## Texte de référence
La maison d'hôtes, le Jardin des secrets près de Namur. © le jardin des secrets

Ouvrir une chambre d’hôte, un rêve qui exige quelques sacrifices

Qui n’a jamais imaginé changer de vie pour ouvrir une chambre d’hôte? Mais l’idée qu’on se fait de cette activité ne correspond pas toujours à la réalité!

Au retour de vacances, c’est le genre de rêve que tout le monde, ou presque, s’est déjà plu à imaginer. Celui d’envoyer tout valdinguer pour acquérir une jolie bicoque en Ardenne ou à la Côte, afin de la réaménager de fond en comble. Ou bien de donner une nouvelle vie à certains espaces de la maison familiale, devenue trop grande depuis que les enfants ont quitté le nid, tout en se ménageant un petit complément de pension. Avec, dans les deux cas, l’idée de s’y muer en hôte, d’y ouvrir une ou plusieurs chambres pour accueillir touristes et voyageurs de passage.

Beaucoup ont d’ailleurs déjà franchi le pas. En Belgique, on ne compte pas moins de 1.660 bed & breakfast, chambres d’hôtes et autres structures de ce type, labellisés par les pouvoirs régionaux en charge du tourisme, auxquels il faut rajouter un bon millier de chambres chez l’habitant enregistrées mais non reconnues (voir encadré). De quoi laisser penser que la démarche s’avère assez simple. D’autant plus que les belles histoires, qui inciteraient presque à se lancer, ne manquent pas.

## Consignes
**1)** Reprenez mot pour mot le passage du texte sur les chambres d'hôtes qui va de « Beaucoup ont d’ailleurs » jusqu'à « ne manquent pas. » inclus.
**2)** D'après le texte sur les chambres d'hôtes, combien de bed & breakfast, chambres d'hôtes et structures de ce type labellisés par les pouvoirs régionaux compte-t-on en Belgique ?
Les items n'ont aucun rôle dans cette partie.

## Extraits des données

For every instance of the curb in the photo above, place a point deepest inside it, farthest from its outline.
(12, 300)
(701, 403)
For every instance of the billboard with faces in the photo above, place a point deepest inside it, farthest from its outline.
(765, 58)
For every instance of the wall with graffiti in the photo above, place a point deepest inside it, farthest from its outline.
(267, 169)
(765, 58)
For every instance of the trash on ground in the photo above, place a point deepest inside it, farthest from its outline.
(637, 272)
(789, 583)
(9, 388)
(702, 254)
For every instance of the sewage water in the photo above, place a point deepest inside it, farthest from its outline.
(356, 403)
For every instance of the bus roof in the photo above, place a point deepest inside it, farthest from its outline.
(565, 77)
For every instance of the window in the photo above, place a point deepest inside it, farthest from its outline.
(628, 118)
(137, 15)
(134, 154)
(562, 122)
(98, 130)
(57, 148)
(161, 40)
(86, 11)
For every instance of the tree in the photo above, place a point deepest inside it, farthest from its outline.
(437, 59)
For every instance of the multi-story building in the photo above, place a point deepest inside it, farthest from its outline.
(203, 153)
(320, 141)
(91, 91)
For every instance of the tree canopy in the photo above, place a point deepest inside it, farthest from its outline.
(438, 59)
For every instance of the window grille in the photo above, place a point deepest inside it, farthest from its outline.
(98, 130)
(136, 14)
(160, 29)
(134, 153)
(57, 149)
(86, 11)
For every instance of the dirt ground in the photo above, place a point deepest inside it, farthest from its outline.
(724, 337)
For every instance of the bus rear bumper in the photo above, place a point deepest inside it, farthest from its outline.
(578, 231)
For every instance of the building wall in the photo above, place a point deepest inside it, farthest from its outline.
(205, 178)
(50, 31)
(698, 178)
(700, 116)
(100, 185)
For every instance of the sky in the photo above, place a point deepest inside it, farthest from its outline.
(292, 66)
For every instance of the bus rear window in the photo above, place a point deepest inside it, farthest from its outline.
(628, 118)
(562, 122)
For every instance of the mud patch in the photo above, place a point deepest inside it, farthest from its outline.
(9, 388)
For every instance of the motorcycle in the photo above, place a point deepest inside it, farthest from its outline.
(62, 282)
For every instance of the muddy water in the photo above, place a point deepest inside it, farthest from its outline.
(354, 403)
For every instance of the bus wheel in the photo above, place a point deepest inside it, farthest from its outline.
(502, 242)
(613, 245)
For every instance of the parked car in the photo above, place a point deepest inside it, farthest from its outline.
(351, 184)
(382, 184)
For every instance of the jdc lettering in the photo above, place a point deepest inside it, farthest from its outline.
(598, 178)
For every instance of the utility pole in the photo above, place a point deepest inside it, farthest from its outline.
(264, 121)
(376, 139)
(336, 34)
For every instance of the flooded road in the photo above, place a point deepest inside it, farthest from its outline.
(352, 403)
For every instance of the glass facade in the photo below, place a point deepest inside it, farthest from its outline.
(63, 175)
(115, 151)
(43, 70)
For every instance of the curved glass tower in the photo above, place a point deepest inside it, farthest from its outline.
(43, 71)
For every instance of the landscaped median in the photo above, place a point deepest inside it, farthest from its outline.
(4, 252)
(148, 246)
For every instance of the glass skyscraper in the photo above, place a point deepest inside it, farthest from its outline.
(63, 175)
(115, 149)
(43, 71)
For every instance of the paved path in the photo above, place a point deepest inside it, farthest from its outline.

## Réponses attendues
**1)**
Beaucoup ont d’ailleurs déjà franchi le pas. En Belgique, on ne compte pas moins de 1.660 bed & breakfast, chambres d’hôtes et autres structures de ce type, labellisés par les pouvoirs régionaux en charge du tourisme, auxquels il faut rajouter un bon millier de chambres chez l’habitant enregistrées mais non reconnues (voir encadré). De quoi laisser penser que la démarche s’avère assez simple. D’autant plus que les belles histoires, qui inciteraient presque à se lancer, ne manquent pas.

**2)** Pas moins de 1.660.